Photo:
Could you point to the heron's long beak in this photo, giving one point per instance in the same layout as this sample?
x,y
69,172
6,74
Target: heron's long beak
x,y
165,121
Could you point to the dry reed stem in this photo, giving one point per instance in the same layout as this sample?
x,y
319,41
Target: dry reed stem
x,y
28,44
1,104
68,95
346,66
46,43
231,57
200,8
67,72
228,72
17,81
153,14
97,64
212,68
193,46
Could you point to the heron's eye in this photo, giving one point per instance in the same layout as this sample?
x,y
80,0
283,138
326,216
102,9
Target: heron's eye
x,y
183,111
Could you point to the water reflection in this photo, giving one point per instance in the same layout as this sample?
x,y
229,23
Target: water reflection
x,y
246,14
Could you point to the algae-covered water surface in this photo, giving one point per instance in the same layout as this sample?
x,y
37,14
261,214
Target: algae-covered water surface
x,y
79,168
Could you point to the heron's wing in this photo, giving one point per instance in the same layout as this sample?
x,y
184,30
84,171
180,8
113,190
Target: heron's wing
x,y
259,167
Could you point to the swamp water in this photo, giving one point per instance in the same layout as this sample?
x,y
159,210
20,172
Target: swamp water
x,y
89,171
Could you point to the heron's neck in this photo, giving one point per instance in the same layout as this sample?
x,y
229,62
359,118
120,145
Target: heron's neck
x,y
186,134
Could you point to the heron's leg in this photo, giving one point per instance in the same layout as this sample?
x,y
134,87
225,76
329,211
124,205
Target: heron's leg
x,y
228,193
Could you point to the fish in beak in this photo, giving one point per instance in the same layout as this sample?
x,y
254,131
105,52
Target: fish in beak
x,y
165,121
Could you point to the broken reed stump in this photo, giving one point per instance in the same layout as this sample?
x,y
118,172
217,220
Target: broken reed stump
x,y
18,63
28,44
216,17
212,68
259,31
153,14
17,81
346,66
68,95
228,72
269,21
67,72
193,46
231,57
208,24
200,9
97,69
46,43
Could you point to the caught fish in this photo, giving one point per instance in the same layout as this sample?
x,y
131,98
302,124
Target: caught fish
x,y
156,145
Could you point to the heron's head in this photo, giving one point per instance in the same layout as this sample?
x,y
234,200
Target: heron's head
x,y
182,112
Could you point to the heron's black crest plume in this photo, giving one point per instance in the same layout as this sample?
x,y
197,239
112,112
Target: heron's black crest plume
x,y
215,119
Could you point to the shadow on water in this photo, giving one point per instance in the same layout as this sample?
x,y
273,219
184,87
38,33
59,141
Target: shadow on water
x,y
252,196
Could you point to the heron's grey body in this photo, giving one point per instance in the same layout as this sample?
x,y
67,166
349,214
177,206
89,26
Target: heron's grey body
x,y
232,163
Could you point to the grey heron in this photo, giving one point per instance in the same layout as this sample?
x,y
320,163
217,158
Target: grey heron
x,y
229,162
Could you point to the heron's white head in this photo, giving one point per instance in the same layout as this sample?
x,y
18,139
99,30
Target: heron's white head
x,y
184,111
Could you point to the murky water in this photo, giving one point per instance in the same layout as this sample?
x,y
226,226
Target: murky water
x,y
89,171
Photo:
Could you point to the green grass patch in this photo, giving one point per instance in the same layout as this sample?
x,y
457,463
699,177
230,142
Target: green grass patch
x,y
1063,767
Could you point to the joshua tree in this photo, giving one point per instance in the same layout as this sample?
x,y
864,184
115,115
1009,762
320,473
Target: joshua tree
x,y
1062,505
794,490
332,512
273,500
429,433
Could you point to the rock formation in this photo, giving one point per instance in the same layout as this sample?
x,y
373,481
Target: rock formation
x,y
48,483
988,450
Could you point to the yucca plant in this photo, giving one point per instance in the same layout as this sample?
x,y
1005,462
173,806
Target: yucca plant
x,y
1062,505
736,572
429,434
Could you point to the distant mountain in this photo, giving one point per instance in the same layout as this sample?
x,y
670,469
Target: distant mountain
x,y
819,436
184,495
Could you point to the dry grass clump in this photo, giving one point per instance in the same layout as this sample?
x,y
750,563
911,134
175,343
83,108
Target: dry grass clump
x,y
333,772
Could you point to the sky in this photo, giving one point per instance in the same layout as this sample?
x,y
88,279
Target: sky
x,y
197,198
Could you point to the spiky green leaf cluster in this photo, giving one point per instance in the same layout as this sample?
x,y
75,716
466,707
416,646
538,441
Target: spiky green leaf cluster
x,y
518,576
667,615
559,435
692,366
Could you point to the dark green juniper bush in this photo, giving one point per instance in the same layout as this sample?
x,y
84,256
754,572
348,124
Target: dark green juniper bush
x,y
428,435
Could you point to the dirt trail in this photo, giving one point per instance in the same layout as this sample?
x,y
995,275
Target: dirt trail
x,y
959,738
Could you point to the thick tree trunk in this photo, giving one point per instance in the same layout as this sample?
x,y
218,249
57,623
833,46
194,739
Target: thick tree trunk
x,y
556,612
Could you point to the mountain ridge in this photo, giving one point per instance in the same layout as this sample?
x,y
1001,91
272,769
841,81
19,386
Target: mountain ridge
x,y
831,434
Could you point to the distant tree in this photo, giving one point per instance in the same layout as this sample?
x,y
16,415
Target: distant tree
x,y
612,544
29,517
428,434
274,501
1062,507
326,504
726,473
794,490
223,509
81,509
◆ ◆ ◆ ◆
### Description of the task
Nothing but the lines from the one containing "Target: dirt trail" to the end of the material should be printed, each exactly as written.

### Reply to the task
Target: dirt trail
x,y
959,738
Could you point to the thick tree trunk in this photo, giving one point per instance in the same layout as this sample?
x,y
218,249
57,623
833,46
194,739
Target: thick tree trunk
x,y
556,612
Could you point to the mountain ridge in this photo, giving one point per instance in the same layout as this sample?
x,y
1001,91
272,769
841,81
19,386
Target: mountain ridge
x,y
831,434
Could you point to the distant tree in this photo, giving one point per instance in the same layout as this sample?
x,y
16,415
Target: distant tree
x,y
612,544
29,517
428,434
274,501
1062,507
326,504
726,473
794,490
223,509
81,509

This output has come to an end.